- [Given problem]: Omit every picture and return the rest of the data unaltered.

[Region labeling entries]

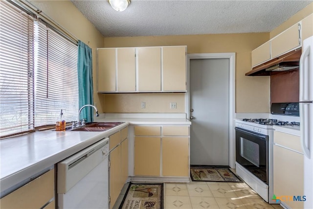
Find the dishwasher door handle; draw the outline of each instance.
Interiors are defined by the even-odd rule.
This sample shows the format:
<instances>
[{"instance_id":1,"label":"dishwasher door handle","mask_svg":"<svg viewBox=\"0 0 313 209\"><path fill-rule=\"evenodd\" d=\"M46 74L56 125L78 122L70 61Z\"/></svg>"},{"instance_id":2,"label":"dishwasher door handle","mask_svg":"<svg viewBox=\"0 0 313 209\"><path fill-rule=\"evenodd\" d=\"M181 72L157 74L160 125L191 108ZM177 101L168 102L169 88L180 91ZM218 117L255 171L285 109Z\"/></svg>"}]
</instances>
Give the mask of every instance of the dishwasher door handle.
<instances>
[{"instance_id":1,"label":"dishwasher door handle","mask_svg":"<svg viewBox=\"0 0 313 209\"><path fill-rule=\"evenodd\" d=\"M58 193L65 194L107 156L109 140L102 139L58 163Z\"/></svg>"}]
</instances>

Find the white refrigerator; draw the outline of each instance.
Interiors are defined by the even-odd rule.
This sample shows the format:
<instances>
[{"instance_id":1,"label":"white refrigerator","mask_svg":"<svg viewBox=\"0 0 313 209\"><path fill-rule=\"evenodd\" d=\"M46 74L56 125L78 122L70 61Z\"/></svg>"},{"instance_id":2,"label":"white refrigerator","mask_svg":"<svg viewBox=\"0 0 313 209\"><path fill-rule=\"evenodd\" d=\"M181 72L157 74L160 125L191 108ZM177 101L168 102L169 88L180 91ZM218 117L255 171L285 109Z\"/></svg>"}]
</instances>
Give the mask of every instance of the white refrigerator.
<instances>
[{"instance_id":1,"label":"white refrigerator","mask_svg":"<svg viewBox=\"0 0 313 209\"><path fill-rule=\"evenodd\" d=\"M313 36L305 39L300 59L300 117L304 153L305 209L313 209Z\"/></svg>"}]
</instances>

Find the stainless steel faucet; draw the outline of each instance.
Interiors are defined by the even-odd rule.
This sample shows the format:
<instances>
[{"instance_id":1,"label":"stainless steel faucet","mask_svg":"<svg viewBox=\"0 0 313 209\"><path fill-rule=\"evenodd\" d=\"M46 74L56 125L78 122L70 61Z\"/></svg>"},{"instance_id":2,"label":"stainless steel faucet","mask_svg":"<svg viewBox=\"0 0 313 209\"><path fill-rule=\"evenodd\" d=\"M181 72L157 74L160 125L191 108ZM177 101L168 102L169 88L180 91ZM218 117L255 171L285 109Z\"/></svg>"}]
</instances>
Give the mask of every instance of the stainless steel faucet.
<instances>
[{"instance_id":1,"label":"stainless steel faucet","mask_svg":"<svg viewBox=\"0 0 313 209\"><path fill-rule=\"evenodd\" d=\"M88 107L88 106L92 107L93 108L94 108L94 109L96 111L96 117L98 117L99 116L99 113L98 113L98 110L97 110L97 108L95 106L94 106L93 105L84 105L83 107L82 107L79 109L79 111L78 111L78 116L77 116L77 126L79 126L79 125L80 125L79 116L80 116L80 112L82 112L82 110L83 110L83 109L84 109L85 107Z\"/></svg>"}]
</instances>

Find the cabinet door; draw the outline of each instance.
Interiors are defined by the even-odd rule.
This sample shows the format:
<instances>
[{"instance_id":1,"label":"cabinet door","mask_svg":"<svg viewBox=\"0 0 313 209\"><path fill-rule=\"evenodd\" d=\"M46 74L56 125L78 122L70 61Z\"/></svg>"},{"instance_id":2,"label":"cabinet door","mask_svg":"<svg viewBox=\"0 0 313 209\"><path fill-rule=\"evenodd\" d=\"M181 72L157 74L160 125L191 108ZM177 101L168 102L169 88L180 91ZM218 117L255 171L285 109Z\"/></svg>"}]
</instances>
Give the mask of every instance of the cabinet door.
<instances>
[{"instance_id":1,"label":"cabinet door","mask_svg":"<svg viewBox=\"0 0 313 209\"><path fill-rule=\"evenodd\" d=\"M40 209L54 197L54 169L1 198L1 209Z\"/></svg>"},{"instance_id":2,"label":"cabinet door","mask_svg":"<svg viewBox=\"0 0 313 209\"><path fill-rule=\"evenodd\" d=\"M135 137L134 174L160 175L160 137Z\"/></svg>"},{"instance_id":3,"label":"cabinet door","mask_svg":"<svg viewBox=\"0 0 313 209\"><path fill-rule=\"evenodd\" d=\"M116 64L115 48L98 49L98 91L115 92Z\"/></svg>"},{"instance_id":4,"label":"cabinet door","mask_svg":"<svg viewBox=\"0 0 313 209\"><path fill-rule=\"evenodd\" d=\"M121 142L121 132L119 131L109 137L109 144L111 150L117 146Z\"/></svg>"},{"instance_id":5,"label":"cabinet door","mask_svg":"<svg viewBox=\"0 0 313 209\"><path fill-rule=\"evenodd\" d=\"M189 176L189 153L188 137L163 137L163 176Z\"/></svg>"},{"instance_id":6,"label":"cabinet door","mask_svg":"<svg viewBox=\"0 0 313 209\"><path fill-rule=\"evenodd\" d=\"M135 48L117 48L117 91L135 91Z\"/></svg>"},{"instance_id":7,"label":"cabinet door","mask_svg":"<svg viewBox=\"0 0 313 209\"><path fill-rule=\"evenodd\" d=\"M128 178L128 138L125 139L121 144L121 184L122 187Z\"/></svg>"},{"instance_id":8,"label":"cabinet door","mask_svg":"<svg viewBox=\"0 0 313 209\"><path fill-rule=\"evenodd\" d=\"M273 153L274 194L276 197L301 196L302 199L304 195L303 155L277 145L274 145ZM303 202L284 203L291 208L303 208Z\"/></svg>"},{"instance_id":9,"label":"cabinet door","mask_svg":"<svg viewBox=\"0 0 313 209\"><path fill-rule=\"evenodd\" d=\"M253 50L251 54L252 67L270 59L270 43L269 41Z\"/></svg>"},{"instance_id":10,"label":"cabinet door","mask_svg":"<svg viewBox=\"0 0 313 209\"><path fill-rule=\"evenodd\" d=\"M185 91L186 46L163 47L163 90Z\"/></svg>"},{"instance_id":11,"label":"cabinet door","mask_svg":"<svg viewBox=\"0 0 313 209\"><path fill-rule=\"evenodd\" d=\"M161 47L138 48L139 92L161 91Z\"/></svg>"},{"instance_id":12,"label":"cabinet door","mask_svg":"<svg viewBox=\"0 0 313 209\"><path fill-rule=\"evenodd\" d=\"M110 167L109 170L109 187L111 201L110 208L114 206L121 192L121 146L115 147L110 153Z\"/></svg>"},{"instance_id":13,"label":"cabinet door","mask_svg":"<svg viewBox=\"0 0 313 209\"><path fill-rule=\"evenodd\" d=\"M300 46L299 26L293 25L271 41L271 58L274 58Z\"/></svg>"},{"instance_id":14,"label":"cabinet door","mask_svg":"<svg viewBox=\"0 0 313 209\"><path fill-rule=\"evenodd\" d=\"M313 14L311 14L301 21L302 41L313 36Z\"/></svg>"}]
</instances>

- [Result of this exercise]:
Find the dishwasher door handle; draw the outline of each instance.
Interiors are defined by the even-odd rule.
This sample shows the format:
<instances>
[{"instance_id":1,"label":"dishwasher door handle","mask_svg":"<svg viewBox=\"0 0 313 209\"><path fill-rule=\"evenodd\" d=\"M46 74L56 125L78 122L70 61Z\"/></svg>"},{"instance_id":2,"label":"dishwasher door handle","mask_svg":"<svg viewBox=\"0 0 313 209\"><path fill-rule=\"evenodd\" d=\"M181 72L157 74L160 125L191 108ZM177 101L168 102L169 88L180 91ZM218 117L255 171L285 109Z\"/></svg>"}]
</instances>
Give the mask of every instance of the dishwasher door handle.
<instances>
[{"instance_id":1,"label":"dishwasher door handle","mask_svg":"<svg viewBox=\"0 0 313 209\"><path fill-rule=\"evenodd\" d=\"M58 193L65 194L107 156L109 140L102 139L58 163Z\"/></svg>"}]
</instances>

Find the white refrigerator; draw the outline of each instance.
Interiors are defined by the even-odd rule.
This sample shows the format:
<instances>
[{"instance_id":1,"label":"white refrigerator","mask_svg":"<svg viewBox=\"0 0 313 209\"><path fill-rule=\"evenodd\" d=\"M46 74L56 125L78 122L70 61Z\"/></svg>"},{"instance_id":2,"label":"white refrigerator","mask_svg":"<svg viewBox=\"0 0 313 209\"><path fill-rule=\"evenodd\" d=\"M181 72L157 74L160 125L191 108ZM177 101L168 102L169 88L180 91ZM218 117L255 171L285 109Z\"/></svg>"}]
</instances>
Give the mask of every instance of the white refrigerator.
<instances>
[{"instance_id":1,"label":"white refrigerator","mask_svg":"<svg viewBox=\"0 0 313 209\"><path fill-rule=\"evenodd\" d=\"M313 36L305 39L300 59L300 117L304 153L305 209L313 209Z\"/></svg>"}]
</instances>

Find the stainless steel faucet; draw the outline of each instance.
Interiors are defined by the even-odd rule.
This sample shows the format:
<instances>
[{"instance_id":1,"label":"stainless steel faucet","mask_svg":"<svg viewBox=\"0 0 313 209\"><path fill-rule=\"evenodd\" d=\"M46 74L56 125L78 122L70 61Z\"/></svg>"},{"instance_id":2,"label":"stainless steel faucet","mask_svg":"<svg viewBox=\"0 0 313 209\"><path fill-rule=\"evenodd\" d=\"M181 72L157 74L160 125L191 108ZM177 101L168 102L169 88L180 91ZM218 117L255 171L285 109Z\"/></svg>"}]
</instances>
Give the mask of every instance of the stainless steel faucet.
<instances>
[{"instance_id":1,"label":"stainless steel faucet","mask_svg":"<svg viewBox=\"0 0 313 209\"><path fill-rule=\"evenodd\" d=\"M88 107L88 106L92 107L93 108L94 108L94 109L96 111L96 117L98 117L99 116L99 113L98 113L98 110L97 110L97 108L95 106L94 106L93 105L84 105L83 107L82 107L79 109L79 111L78 111L78 116L77 116L77 126L79 126L79 125L80 125L79 116L80 116L80 112L82 112L82 110L83 110L83 109L84 109L85 107Z\"/></svg>"}]
</instances>

Find the cabinet door; draw the outline of each instance.
Interiors are defined by the even-odd rule.
This sample shows the format:
<instances>
[{"instance_id":1,"label":"cabinet door","mask_svg":"<svg viewBox=\"0 0 313 209\"><path fill-rule=\"evenodd\" d=\"M46 74L56 125L78 122L70 61Z\"/></svg>"},{"instance_id":2,"label":"cabinet door","mask_svg":"<svg viewBox=\"0 0 313 209\"><path fill-rule=\"evenodd\" d=\"M181 72L157 74L160 125L191 108ZM177 101L168 102L169 88L180 91ZM218 117L255 171L285 109Z\"/></svg>"}]
</instances>
Give the mask of every instance of the cabinet door.
<instances>
[{"instance_id":1,"label":"cabinet door","mask_svg":"<svg viewBox=\"0 0 313 209\"><path fill-rule=\"evenodd\" d=\"M40 209L54 197L54 169L1 198L1 209Z\"/></svg>"},{"instance_id":2,"label":"cabinet door","mask_svg":"<svg viewBox=\"0 0 313 209\"><path fill-rule=\"evenodd\" d=\"M135 137L134 174L160 175L160 137Z\"/></svg>"},{"instance_id":3,"label":"cabinet door","mask_svg":"<svg viewBox=\"0 0 313 209\"><path fill-rule=\"evenodd\" d=\"M116 64L115 48L98 49L98 91L115 92Z\"/></svg>"},{"instance_id":4,"label":"cabinet door","mask_svg":"<svg viewBox=\"0 0 313 209\"><path fill-rule=\"evenodd\" d=\"M121 142L121 132L119 131L109 137L109 144L111 150L117 146Z\"/></svg>"},{"instance_id":5,"label":"cabinet door","mask_svg":"<svg viewBox=\"0 0 313 209\"><path fill-rule=\"evenodd\" d=\"M189 176L189 153L188 137L163 137L163 176Z\"/></svg>"},{"instance_id":6,"label":"cabinet door","mask_svg":"<svg viewBox=\"0 0 313 209\"><path fill-rule=\"evenodd\" d=\"M135 48L117 48L117 91L135 91Z\"/></svg>"},{"instance_id":7,"label":"cabinet door","mask_svg":"<svg viewBox=\"0 0 313 209\"><path fill-rule=\"evenodd\" d=\"M128 178L128 138L125 139L121 144L121 184L122 187Z\"/></svg>"},{"instance_id":8,"label":"cabinet door","mask_svg":"<svg viewBox=\"0 0 313 209\"><path fill-rule=\"evenodd\" d=\"M273 153L274 194L276 197L301 196L302 199L304 195L303 155L277 145L274 145ZM303 202L284 203L291 208L303 208Z\"/></svg>"},{"instance_id":9,"label":"cabinet door","mask_svg":"<svg viewBox=\"0 0 313 209\"><path fill-rule=\"evenodd\" d=\"M253 50L251 54L252 67L270 59L270 43L269 41Z\"/></svg>"},{"instance_id":10,"label":"cabinet door","mask_svg":"<svg viewBox=\"0 0 313 209\"><path fill-rule=\"evenodd\" d=\"M185 91L186 46L163 47L163 90Z\"/></svg>"},{"instance_id":11,"label":"cabinet door","mask_svg":"<svg viewBox=\"0 0 313 209\"><path fill-rule=\"evenodd\" d=\"M161 47L138 48L139 92L161 91Z\"/></svg>"},{"instance_id":12,"label":"cabinet door","mask_svg":"<svg viewBox=\"0 0 313 209\"><path fill-rule=\"evenodd\" d=\"M110 167L109 170L109 187L111 201L110 208L114 206L121 192L121 146L115 147L110 153Z\"/></svg>"},{"instance_id":13,"label":"cabinet door","mask_svg":"<svg viewBox=\"0 0 313 209\"><path fill-rule=\"evenodd\" d=\"M300 46L299 26L293 25L271 41L271 58L274 58Z\"/></svg>"},{"instance_id":14,"label":"cabinet door","mask_svg":"<svg viewBox=\"0 0 313 209\"><path fill-rule=\"evenodd\" d=\"M313 14L311 14L301 21L302 41L313 36Z\"/></svg>"}]
</instances>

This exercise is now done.